>> START Records

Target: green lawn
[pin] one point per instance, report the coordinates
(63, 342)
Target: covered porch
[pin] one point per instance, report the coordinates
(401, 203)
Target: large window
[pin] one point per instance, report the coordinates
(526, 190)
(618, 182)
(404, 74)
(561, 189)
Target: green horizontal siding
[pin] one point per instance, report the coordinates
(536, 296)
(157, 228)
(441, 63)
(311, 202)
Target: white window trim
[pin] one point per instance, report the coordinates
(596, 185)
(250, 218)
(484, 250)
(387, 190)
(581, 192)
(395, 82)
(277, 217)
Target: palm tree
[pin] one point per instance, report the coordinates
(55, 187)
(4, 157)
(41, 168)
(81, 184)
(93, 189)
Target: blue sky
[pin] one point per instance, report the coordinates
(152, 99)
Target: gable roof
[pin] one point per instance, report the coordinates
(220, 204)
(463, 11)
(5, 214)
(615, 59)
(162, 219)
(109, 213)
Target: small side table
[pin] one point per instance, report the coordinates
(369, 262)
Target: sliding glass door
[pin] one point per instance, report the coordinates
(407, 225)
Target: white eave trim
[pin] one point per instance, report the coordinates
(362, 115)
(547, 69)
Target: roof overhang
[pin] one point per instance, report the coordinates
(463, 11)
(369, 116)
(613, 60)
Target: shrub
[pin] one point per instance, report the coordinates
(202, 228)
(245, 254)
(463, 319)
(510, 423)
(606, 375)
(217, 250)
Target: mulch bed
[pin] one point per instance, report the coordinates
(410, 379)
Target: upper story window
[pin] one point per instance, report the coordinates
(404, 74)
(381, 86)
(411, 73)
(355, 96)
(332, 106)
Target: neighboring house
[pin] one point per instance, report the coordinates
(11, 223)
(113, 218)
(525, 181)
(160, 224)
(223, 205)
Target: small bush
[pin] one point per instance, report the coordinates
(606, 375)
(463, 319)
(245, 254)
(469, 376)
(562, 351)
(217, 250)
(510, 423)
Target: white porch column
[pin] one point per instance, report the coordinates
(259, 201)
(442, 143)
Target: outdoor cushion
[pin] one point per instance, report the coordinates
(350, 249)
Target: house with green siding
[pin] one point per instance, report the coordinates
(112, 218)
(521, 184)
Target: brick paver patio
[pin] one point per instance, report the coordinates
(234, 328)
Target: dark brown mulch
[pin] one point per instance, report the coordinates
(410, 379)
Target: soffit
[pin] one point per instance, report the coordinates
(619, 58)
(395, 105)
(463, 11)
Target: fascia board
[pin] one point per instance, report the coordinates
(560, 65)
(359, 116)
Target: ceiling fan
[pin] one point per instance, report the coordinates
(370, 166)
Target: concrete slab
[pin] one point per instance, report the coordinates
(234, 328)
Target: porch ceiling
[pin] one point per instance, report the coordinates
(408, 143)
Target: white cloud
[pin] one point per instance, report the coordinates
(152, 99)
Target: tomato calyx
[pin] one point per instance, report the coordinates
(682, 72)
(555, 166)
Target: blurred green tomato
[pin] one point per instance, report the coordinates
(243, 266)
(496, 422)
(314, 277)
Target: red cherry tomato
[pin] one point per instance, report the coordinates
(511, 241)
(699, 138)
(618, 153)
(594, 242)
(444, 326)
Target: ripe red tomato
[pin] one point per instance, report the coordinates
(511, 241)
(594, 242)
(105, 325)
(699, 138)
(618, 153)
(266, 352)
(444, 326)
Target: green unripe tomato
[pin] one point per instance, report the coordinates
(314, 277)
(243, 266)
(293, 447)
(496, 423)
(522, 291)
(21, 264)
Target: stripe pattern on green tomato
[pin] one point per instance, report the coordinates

>> END Records

• What to produce: Only the lines from the one containing "Target: dark brown mulch" through the end of the material should be reproduced, exactly, with both ends included.

• Task result:
Target: dark brown mulch
[pin] one point per instance, report the coordinates
(410, 379)
Target: soffit
[pin] one point per instance, report the coordinates
(619, 58)
(395, 105)
(463, 11)
Target: fascia board
[pin] one point per instance, report the coordinates
(560, 65)
(359, 116)
Target: ceiling fan
[pin] one point per instance, report the coordinates
(370, 166)
Target: concrete slab
[pin] one point per instance, report the coordinates
(234, 328)
Target: porch ceiling
[pin] one point per instance, report the coordinates
(408, 143)
Target: white cloud
[pin] one point per instance, report the coordinates
(152, 99)
Target: tomato calyx
[pin] one point per instance, report the coordinates
(682, 72)
(555, 166)
Target: blurred green tomato
[pin] one point per instance, report the coordinates
(243, 266)
(496, 422)
(314, 277)
Target: red cherry tomato
[pin] one point per instance, report the coordinates
(511, 241)
(699, 138)
(618, 153)
(594, 242)
(444, 326)
Target: ripe red tomato
[pin] one point per instance, report the coordinates
(511, 241)
(594, 242)
(105, 325)
(699, 138)
(618, 153)
(266, 352)
(444, 326)
Target: green unripe tomato
[pin] one point per instance, report the coordinates
(314, 277)
(243, 266)
(293, 447)
(496, 423)
(522, 291)
(21, 264)
Target: stripe pattern on green tomato
[pin] one point per instance, report the coordinates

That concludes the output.